_Aim 1_:
Transcribe the passage of the news report on the verdict word for word, starting at the words "The civil plaintiff" and ending after the words "the Gulf state.".
_Aim 2_:
Name each person the news report on the verdict identifies by name as having a role in the case.

_Source excerpt_:
** Begin **
Shi'ite Muslim Hamad al-Naqi pleaded innocent at the start of the trial last month, saying he did not post the messages and that his Twitter account had been hacked.
The written verdict, delivered by Judge Hisham Abdullah, found Naqi guilty of all charges, a court secretary told Reuters. The sentence was the maximum that 26-year-old Naqi could have received, his lawyer Khaled al-Shatti said.
The judge found him guilty of insulting the Prophet, the Prophet's wife and companions, mocking Islam, provoking sectarian tensions, insulting the rulers of Saudi Arabia and Bahrain and misusing his mobile phone to spread the comments.
"The prison sentence is long but we have the chance to appeal," Shatti said.
Under Kuwaiti law, the defense can file an appeal within 20 days of the verdict and jail sentences have been reduced in the past for similar convictions.
The civil plaintiff arguing the case against Naqi, as well as some Kuwaiti politicians, had called for Naqi to be executed in a case that stoked sectarian tensions in the Gulf state.
"This verdict is a deterrent to those who insult the Prophet Mohammad, his companions and the mothers of the believers," civil plaintiff Dowaem al-Mowazry said in a text message.
** End **
_Information supplied_:
** Begin **
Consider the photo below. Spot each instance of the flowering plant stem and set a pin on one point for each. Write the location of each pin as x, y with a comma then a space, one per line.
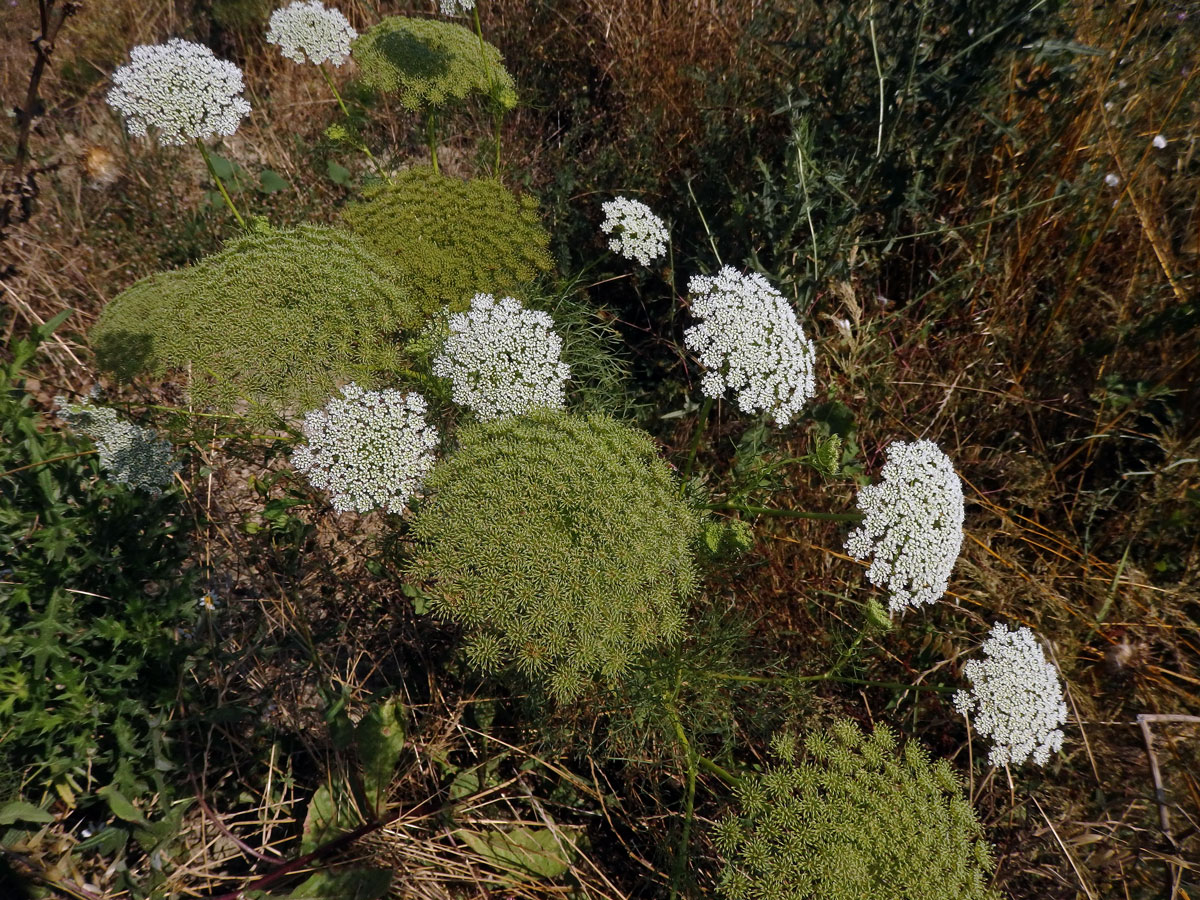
831, 677
787, 513
346, 112
208, 161
496, 113
705, 409
431, 138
** End **
_Task result 1_:
The civil plaintiff arguing the case against Naqi, as well as some Kuwaiti politicians, had called for Naqi to be executed in a case that stoked sectarian tensions in the Gulf state.

_Task result 2_:
Hamad al-Naqi
Hisham Abdullah
Khaled al-Shatti
Dowaem al-Mowazry